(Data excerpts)
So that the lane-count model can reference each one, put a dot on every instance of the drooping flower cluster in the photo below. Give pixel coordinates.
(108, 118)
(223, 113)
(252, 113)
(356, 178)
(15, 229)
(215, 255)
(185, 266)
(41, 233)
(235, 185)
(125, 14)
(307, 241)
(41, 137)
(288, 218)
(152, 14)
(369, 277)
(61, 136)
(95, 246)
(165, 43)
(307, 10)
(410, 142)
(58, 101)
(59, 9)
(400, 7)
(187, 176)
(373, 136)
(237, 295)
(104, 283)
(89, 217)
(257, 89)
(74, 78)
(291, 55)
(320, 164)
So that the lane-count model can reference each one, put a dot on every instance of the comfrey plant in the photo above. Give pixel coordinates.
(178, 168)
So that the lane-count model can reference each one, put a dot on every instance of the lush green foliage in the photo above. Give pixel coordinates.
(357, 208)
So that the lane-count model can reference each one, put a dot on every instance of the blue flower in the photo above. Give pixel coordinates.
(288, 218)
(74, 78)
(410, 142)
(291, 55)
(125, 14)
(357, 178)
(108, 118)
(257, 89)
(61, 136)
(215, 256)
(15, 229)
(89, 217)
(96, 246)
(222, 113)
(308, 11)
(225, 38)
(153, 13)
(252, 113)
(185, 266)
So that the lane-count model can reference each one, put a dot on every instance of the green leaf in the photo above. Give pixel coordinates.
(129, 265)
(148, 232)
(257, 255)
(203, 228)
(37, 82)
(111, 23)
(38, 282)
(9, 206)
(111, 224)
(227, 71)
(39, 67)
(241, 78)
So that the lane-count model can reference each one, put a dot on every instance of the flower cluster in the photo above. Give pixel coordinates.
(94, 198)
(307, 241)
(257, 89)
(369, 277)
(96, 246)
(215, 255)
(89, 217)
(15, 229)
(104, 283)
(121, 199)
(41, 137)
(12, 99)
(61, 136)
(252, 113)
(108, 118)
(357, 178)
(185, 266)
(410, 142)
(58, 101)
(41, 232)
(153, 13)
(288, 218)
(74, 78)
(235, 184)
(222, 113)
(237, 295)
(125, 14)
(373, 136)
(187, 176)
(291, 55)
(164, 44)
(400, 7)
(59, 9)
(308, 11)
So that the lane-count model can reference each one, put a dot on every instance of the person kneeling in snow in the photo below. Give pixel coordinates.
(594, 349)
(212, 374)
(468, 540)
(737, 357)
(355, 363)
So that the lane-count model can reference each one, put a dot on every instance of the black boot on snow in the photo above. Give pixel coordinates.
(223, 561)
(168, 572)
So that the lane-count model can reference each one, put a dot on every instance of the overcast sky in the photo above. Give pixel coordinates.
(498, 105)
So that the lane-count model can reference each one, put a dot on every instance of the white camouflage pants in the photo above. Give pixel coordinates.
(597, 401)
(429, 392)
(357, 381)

Your assignment:
Take the entries above and write them out again unchanged.

Answer area:
So that the lane-count model can reference each one, put a dot on every instance of the drooping flower cluster in the photo below. Give pixel coordinates.
(108, 118)
(223, 113)
(252, 113)
(356, 178)
(15, 229)
(215, 255)
(185, 266)
(41, 233)
(235, 185)
(125, 14)
(307, 241)
(41, 137)
(288, 218)
(152, 14)
(369, 277)
(61, 136)
(95, 246)
(165, 43)
(307, 10)
(410, 142)
(58, 101)
(59, 9)
(400, 7)
(187, 176)
(373, 136)
(237, 295)
(104, 283)
(89, 217)
(257, 89)
(74, 78)
(291, 55)
(320, 164)
So that the lane-count model can reference each one, put a dot on every instance of the comfrey plant in the photo above. Give pixel coordinates.
(178, 168)
So that the lane-count model can reference each one, put a dot on every instance of the lush green foliage in the photo above. Give pixel coordinates.
(357, 208)
So that the lane-count model can reference each one, put a dot on every instance of the blue flower in the photo above. Give pixel coordinates.
(288, 218)
(74, 78)
(410, 142)
(291, 55)
(125, 14)
(357, 178)
(108, 118)
(257, 89)
(61, 136)
(215, 256)
(15, 229)
(89, 217)
(96, 246)
(222, 113)
(308, 11)
(225, 38)
(153, 13)
(252, 113)
(185, 266)
So that the lane-count model can reference each one, put a dot on every instance of the green leaf in the photo above. Give pixel coordinates.
(129, 265)
(148, 232)
(257, 255)
(203, 228)
(37, 82)
(111, 23)
(38, 282)
(9, 206)
(111, 224)
(227, 71)
(39, 67)
(241, 78)
So that the lane-count model can reference each one, put a dot on every instance of the flower cluster in the photo above. Give pixel coordinates.
(94, 198)
(307, 241)
(257, 89)
(369, 277)
(96, 246)
(215, 255)
(89, 217)
(15, 229)
(104, 283)
(121, 199)
(41, 137)
(12, 99)
(61, 136)
(252, 113)
(108, 118)
(357, 178)
(185, 266)
(410, 142)
(58, 101)
(41, 232)
(153, 13)
(288, 218)
(74, 78)
(235, 184)
(222, 113)
(237, 295)
(125, 14)
(373, 136)
(187, 176)
(291, 55)
(164, 44)
(400, 7)
(59, 9)
(308, 11)
So that the lane-count model can reference each one, put a dot on every instance of the person kneeling in snow in the photo below. Give pixel coordinates.
(594, 349)
(212, 374)
(468, 540)
(737, 357)
(355, 363)
So that the lane-count model can reference each one, put a dot on every instance of the black boot on snow in the photo above. Give pixel coordinates.
(223, 561)
(168, 572)
So that the lane-count model can reference each one, put a dot on every instance of the overcast sky in the photo above. Give pixel coordinates.
(498, 105)
So that the lane-count model can reference each one, put a dot on every instance of the white camouflage pants in the photo above. Give pixel coordinates.
(597, 401)
(429, 392)
(357, 381)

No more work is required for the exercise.